Copy every line of the entries that has the string "hooked" in it.

Source records
--

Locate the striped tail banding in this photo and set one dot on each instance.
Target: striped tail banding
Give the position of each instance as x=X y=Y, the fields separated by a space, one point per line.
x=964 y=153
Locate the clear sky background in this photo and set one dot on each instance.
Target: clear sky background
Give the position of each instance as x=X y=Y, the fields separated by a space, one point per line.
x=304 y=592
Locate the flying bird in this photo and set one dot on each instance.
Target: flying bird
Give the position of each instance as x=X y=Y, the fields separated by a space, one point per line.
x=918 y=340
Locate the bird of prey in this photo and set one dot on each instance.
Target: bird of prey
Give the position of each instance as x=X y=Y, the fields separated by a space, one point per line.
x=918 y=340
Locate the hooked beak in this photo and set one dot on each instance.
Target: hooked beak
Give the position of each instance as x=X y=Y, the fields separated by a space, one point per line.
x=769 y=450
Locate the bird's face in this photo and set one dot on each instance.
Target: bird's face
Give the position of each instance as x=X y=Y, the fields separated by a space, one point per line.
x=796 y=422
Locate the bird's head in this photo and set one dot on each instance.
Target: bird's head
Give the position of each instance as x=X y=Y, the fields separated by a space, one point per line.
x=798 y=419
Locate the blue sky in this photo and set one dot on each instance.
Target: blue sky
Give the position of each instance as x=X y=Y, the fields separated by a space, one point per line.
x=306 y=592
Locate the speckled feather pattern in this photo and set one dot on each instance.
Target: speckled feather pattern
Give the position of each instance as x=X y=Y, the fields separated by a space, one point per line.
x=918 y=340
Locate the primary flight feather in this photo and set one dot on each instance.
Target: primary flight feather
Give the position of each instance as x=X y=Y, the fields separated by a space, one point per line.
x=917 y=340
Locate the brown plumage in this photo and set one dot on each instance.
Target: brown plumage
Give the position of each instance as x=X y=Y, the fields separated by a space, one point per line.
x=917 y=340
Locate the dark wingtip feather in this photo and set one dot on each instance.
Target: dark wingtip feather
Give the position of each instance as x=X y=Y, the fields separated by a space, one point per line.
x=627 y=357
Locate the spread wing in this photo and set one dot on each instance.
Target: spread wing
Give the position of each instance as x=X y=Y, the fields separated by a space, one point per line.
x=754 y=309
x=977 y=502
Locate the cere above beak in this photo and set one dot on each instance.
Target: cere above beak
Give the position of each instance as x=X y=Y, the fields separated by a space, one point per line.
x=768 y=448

--

• Task response
Locate the hooked beak in this photo and set one dot on each instance.
Target: hooked beak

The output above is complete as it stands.